* **About this exercise**: Below are some records. Print exactly the lines between the one holding "the stone archway" and the one holding "of the shadow", inclusive, and nothing else.

* **Material for this exercise**:
__________

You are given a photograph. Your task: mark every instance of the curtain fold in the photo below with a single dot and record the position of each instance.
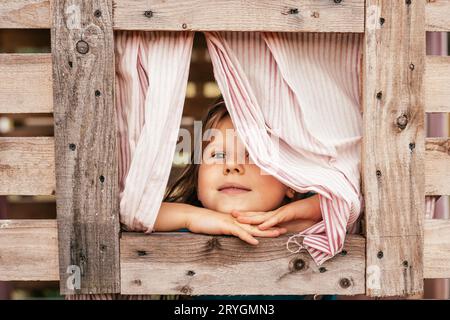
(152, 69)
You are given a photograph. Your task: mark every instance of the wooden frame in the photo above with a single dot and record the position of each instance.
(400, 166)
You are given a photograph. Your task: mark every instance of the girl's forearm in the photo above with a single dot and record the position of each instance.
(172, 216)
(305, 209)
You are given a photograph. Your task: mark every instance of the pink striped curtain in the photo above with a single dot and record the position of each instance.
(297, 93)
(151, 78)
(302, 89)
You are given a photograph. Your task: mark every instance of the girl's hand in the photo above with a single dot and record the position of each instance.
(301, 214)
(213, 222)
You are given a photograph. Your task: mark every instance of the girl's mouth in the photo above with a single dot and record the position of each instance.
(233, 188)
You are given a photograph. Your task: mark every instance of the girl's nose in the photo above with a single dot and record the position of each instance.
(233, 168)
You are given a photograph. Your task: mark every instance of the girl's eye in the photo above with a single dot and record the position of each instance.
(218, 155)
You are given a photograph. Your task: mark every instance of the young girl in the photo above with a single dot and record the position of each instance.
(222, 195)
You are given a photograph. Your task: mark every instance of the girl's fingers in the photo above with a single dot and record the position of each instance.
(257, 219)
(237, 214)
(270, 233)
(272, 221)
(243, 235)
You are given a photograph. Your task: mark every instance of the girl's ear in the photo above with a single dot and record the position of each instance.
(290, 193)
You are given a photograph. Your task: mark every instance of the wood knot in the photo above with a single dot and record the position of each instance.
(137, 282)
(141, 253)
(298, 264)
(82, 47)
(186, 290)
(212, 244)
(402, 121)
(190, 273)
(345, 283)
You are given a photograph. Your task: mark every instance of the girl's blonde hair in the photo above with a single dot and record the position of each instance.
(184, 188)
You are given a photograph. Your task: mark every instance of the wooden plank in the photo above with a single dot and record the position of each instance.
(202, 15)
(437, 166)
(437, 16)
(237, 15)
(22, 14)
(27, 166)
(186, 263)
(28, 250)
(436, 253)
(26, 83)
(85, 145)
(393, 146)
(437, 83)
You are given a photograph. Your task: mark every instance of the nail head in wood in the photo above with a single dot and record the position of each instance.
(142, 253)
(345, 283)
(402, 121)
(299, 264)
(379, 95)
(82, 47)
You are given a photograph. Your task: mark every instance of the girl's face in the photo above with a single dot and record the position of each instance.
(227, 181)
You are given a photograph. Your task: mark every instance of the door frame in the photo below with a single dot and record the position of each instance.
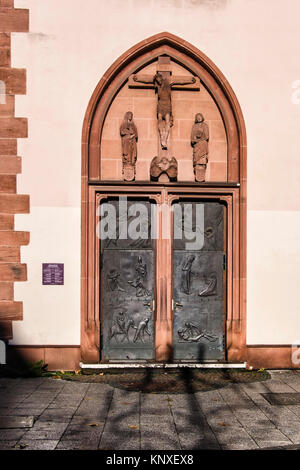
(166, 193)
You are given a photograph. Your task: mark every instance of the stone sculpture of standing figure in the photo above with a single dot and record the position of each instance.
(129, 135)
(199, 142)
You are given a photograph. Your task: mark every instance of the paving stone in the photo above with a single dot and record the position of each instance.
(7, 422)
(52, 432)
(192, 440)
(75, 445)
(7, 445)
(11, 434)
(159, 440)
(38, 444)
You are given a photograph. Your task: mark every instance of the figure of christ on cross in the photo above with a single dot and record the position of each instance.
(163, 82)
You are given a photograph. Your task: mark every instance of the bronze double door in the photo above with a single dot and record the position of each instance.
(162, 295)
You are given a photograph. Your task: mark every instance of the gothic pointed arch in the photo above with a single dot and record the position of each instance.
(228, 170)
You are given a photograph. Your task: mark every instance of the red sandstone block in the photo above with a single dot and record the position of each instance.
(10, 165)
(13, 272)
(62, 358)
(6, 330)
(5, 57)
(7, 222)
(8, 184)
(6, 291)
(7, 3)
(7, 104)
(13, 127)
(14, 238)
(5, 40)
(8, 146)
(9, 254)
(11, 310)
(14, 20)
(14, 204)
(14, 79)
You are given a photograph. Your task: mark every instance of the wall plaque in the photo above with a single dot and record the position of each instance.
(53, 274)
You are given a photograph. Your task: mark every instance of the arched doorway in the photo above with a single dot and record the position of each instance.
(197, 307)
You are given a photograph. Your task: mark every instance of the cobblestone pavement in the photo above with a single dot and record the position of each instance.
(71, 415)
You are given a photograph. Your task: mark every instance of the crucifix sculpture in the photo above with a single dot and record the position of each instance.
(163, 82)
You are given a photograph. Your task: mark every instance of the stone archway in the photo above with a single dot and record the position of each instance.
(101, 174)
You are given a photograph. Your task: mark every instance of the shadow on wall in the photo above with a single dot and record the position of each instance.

__________

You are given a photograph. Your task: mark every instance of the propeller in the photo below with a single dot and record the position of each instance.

__________

* **Solution for this task**:
You are given a photograph. Your task: mark every instance of the stone archway in the photo above with a single dot and record the position of each instance.
(101, 174)
You are given a photograph. Your task: mark every instance of the shadow on wall in the photo above with a single dot and record the position of each instance.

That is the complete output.